> Requirement
Your task is to write out the entire listing exactly, omitting its pictures.

> Supplied data
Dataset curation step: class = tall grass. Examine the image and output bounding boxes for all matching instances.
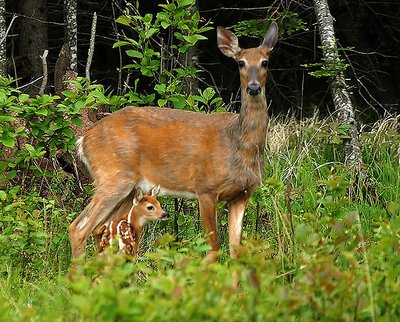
[1,115,400,321]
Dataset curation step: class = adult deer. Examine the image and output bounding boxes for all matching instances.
[70,22,278,262]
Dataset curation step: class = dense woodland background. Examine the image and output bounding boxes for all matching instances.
[2,0,400,121]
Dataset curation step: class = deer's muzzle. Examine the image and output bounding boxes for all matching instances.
[247,83,261,96]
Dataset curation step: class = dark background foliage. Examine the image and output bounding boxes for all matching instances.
[4,0,400,121]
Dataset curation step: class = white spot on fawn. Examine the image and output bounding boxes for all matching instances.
[108,221,114,246]
[117,221,125,253]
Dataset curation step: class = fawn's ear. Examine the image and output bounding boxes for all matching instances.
[261,22,278,50]
[217,27,241,58]
[133,188,144,206]
[149,184,160,197]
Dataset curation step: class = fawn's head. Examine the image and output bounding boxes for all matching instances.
[217,22,278,98]
[128,185,169,227]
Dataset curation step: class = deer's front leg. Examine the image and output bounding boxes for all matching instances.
[198,194,219,263]
[228,197,248,259]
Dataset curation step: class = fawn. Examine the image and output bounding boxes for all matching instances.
[94,185,169,256]
[70,22,278,262]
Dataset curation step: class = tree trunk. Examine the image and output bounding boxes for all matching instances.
[18,0,48,95]
[313,0,363,171]
[64,0,78,72]
[0,0,6,76]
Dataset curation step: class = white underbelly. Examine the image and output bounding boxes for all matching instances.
[136,179,197,199]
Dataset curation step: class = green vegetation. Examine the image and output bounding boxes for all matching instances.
[1,114,400,321]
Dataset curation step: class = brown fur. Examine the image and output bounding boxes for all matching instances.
[69,23,278,262]
[94,186,168,256]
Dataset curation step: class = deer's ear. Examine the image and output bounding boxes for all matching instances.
[149,184,160,197]
[217,27,241,58]
[133,188,144,206]
[261,22,278,50]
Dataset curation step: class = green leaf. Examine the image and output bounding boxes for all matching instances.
[116,16,131,26]
[18,93,30,103]
[35,109,48,116]
[140,66,153,76]
[202,87,215,101]
[74,100,85,110]
[171,94,186,109]
[192,95,207,104]
[143,13,153,24]
[113,41,131,48]
[62,90,78,99]
[0,115,16,122]
[144,28,158,39]
[157,99,168,107]
[89,91,106,101]
[154,84,166,95]
[160,3,176,12]
[125,50,144,59]
[177,0,194,8]
[160,21,170,29]
[62,127,74,139]
[71,116,83,127]
[1,136,14,148]
[24,144,35,152]
[6,170,17,179]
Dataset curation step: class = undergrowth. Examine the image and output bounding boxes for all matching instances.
[1,116,400,321]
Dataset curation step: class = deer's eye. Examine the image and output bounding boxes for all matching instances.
[261,60,268,68]
[238,60,245,68]
[147,205,155,211]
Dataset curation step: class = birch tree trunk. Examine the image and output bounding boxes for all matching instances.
[0,0,6,76]
[64,0,78,72]
[313,0,363,171]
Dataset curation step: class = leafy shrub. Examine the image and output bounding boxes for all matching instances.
[114,0,223,111]
[0,181,78,279]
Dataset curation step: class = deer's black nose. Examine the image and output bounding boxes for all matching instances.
[247,83,261,96]
[161,212,169,220]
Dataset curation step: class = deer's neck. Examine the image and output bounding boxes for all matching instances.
[128,210,143,243]
[229,92,268,187]
[238,93,268,147]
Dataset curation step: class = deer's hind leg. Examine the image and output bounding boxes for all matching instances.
[69,179,135,258]
[228,197,248,259]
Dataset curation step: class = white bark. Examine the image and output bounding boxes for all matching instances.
[64,0,78,72]
[313,0,363,170]
[0,0,6,75]
[39,49,48,95]
[85,12,97,80]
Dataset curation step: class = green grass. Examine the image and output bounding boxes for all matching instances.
[1,116,400,321]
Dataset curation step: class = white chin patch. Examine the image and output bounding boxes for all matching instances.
[136,179,197,199]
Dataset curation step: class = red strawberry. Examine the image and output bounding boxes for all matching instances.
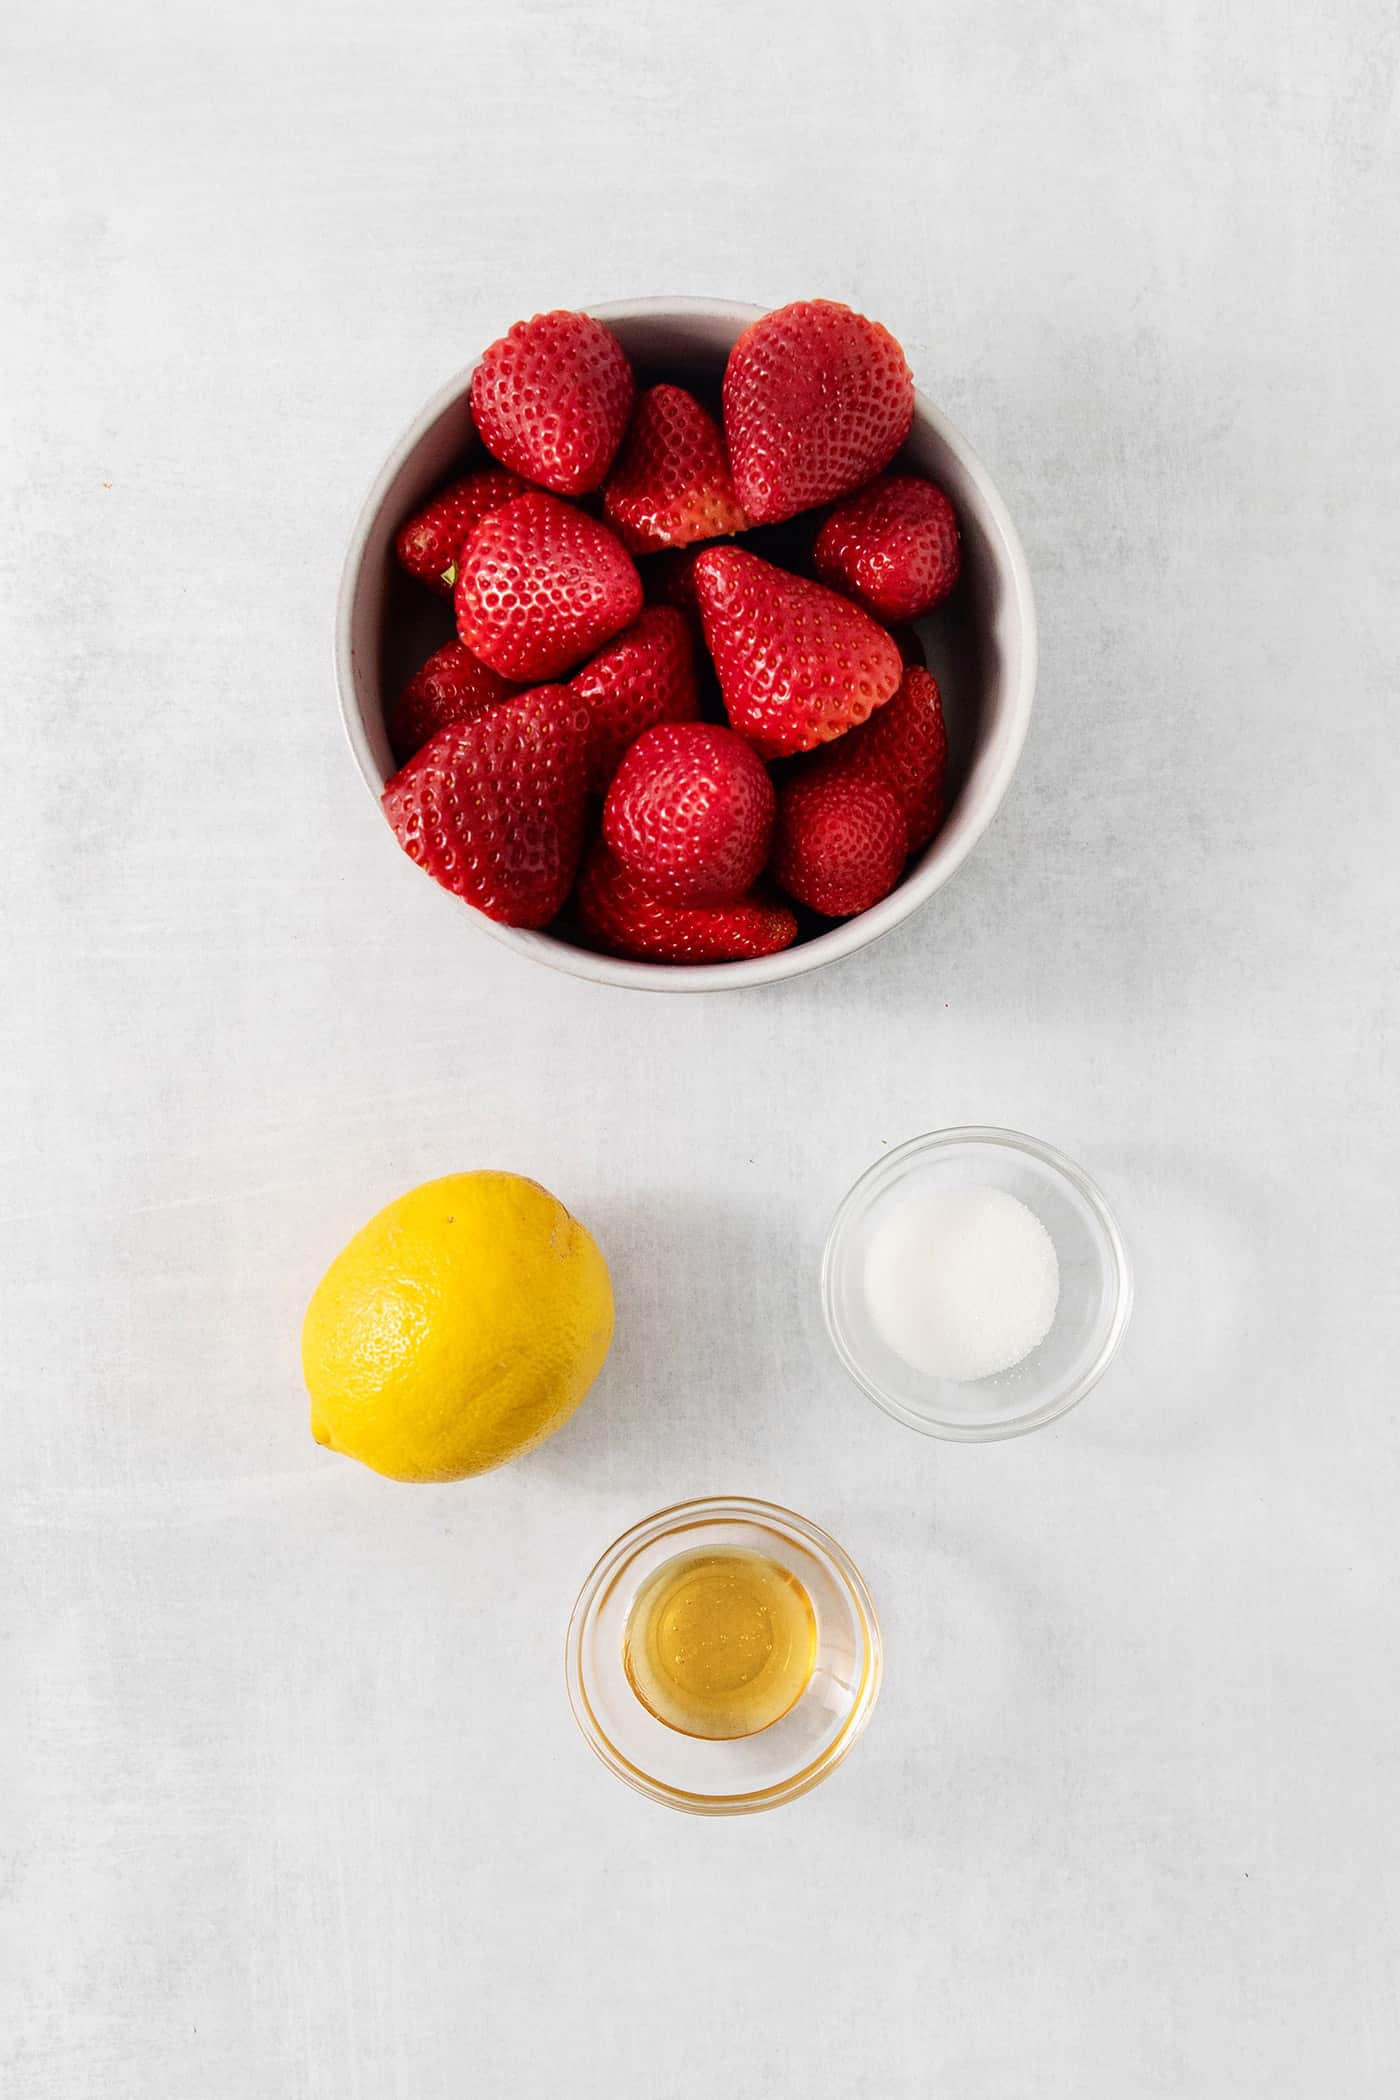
[601,385,748,552]
[771,772,908,918]
[455,493,643,682]
[814,475,961,621]
[692,546,902,756]
[395,468,529,596]
[722,300,914,524]
[568,607,698,794]
[470,310,634,496]
[811,665,949,852]
[576,845,797,965]
[603,722,775,906]
[382,685,588,928]
[385,641,518,766]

> Output of the task
Dataset curation step: class = tall grass. Examine the image and output bounding boxes for all matching instances.
[1,115,400,321]
Dataset curation step: class = adult deer. Examine the image and output bounding boxes for all matching instances.
[70,22,278,262]
Dataset curation step: class = dense woodland background. Examine the image and output bounding boxes for all matching instances.
[2,0,400,121]
Dataset curation step: class = deer's muzzle. Examine the image and output bounding boxes for all matching instances.
[247,83,261,96]
Dataset curation step: class = dark background foliage. Examine the image and output bounding boxes for all matching instances.
[4,0,400,121]
Dataset curation step: class = white spot on fawn. Examine the image and output bounding boxes for all matching instances.
[108,221,114,246]
[117,221,125,253]
Dataset curation step: class = fawn's ear. Examine the image and output bounding boxes for all matching instances.
[261,22,278,50]
[217,27,241,58]
[133,188,144,206]
[149,184,160,197]
Dataset curation step: class = fawn's head. Examine the image and output bounding boxes for all matching instances.
[217,22,278,98]
[128,185,169,227]
Dataset curation step: class = deer's front leg. Examine the image and output bounding boxes for all matching instances.
[198,194,219,263]
[228,197,248,259]
Dataset curation step: class = fawn. Examine the image and output bounding boxes for all matching instances.
[94,185,169,256]
[70,22,278,262]
Dataset curation step: class = tree trunk. Examine the image and output bounding boxes for all matching instances.
[18,0,48,95]
[313,0,363,171]
[64,0,78,72]
[0,0,6,76]
Dataset curation step: class = white underbelly. Examine the image and output bounding boxes for all matching instances.
[136,179,197,199]
Dataset curation step: class = green vegetation. Examine the image and output bounding boxes for all matching instances.
[1,114,400,321]
Dataset curation step: class = brown fur. Examine the image and output bounding boxes for all matching instances.
[69,23,278,262]
[94,186,168,256]
Dataset curation step: class = deer's ear. Examine the image and output bounding boxes for all matching instances.
[149,184,160,197]
[217,27,241,58]
[133,188,144,206]
[261,22,278,50]
Dataset curation step: class = green leaf. Examine the image and output bounding boxes for all matching instances.
[116,16,131,26]
[18,93,30,103]
[35,109,48,116]
[140,66,153,76]
[202,87,215,101]
[74,100,85,110]
[171,94,186,109]
[192,95,207,104]
[143,13,153,24]
[113,41,131,48]
[62,90,78,99]
[0,115,16,122]
[144,28,158,39]
[157,99,168,107]
[89,91,106,101]
[154,84,166,95]
[160,3,176,12]
[125,50,144,59]
[177,0,194,8]
[160,21,170,29]
[62,127,74,139]
[71,116,83,127]
[1,136,14,148]
[24,144,35,152]
[6,170,17,179]
Dataset curation step: class = undergrowth. Examine the image and output bounding boxes for all matching instances.
[1,116,400,321]
Dataset curation step: class = deer's eye. Examine the image and output bounding boxes for all matching instances.
[261,60,268,68]
[238,60,245,68]
[147,205,155,211]
Dataset curation step: class = birch tree trunk. Examine the image and output bounding boxes for all matching instances.
[0,0,6,76]
[64,0,78,72]
[313,0,363,171]
Dataset curation step: class = leafy shrub. Examine the image and output bounding boxes for all matching instances.
[114,0,223,111]
[0,181,78,279]
Dataset curation step: class = deer's black nose. Examine the image and output bounding boxes for all matching instances.
[247,83,261,96]
[161,212,169,220]
Dataset curation step: class = deer's neck. Examine the image and output bounding boxes for all matching instances.
[128,210,143,243]
[229,92,268,187]
[238,93,268,147]
Dataset curation step: class = deer's hind leg. Examine the image and output bounding boxes for all matching instances.
[69,179,135,258]
[228,197,248,259]
Dataset curation step: class = white bark. Examine the image and output bounding boxes for all matching instances.
[64,0,78,72]
[313,0,363,170]
[0,0,6,75]
[39,49,48,95]
[85,12,97,80]
Dataset curation step: class = green grass. Examine the image and output bounding boxes for all matching instances.
[1,116,400,321]
Dataset curation step: class = white chin patch. Examine the image and output bounding boxes for all matching instances.
[136,179,197,199]
Dataset curation step: class = red strawberry. Examine the image and output bounding boxes for all matching instances.
[601,385,748,552]
[771,772,908,918]
[455,493,643,682]
[814,475,961,621]
[692,546,902,756]
[395,468,529,596]
[722,300,914,524]
[568,607,698,794]
[470,310,634,496]
[811,665,949,852]
[576,845,797,965]
[603,722,775,906]
[382,685,588,928]
[385,641,518,766]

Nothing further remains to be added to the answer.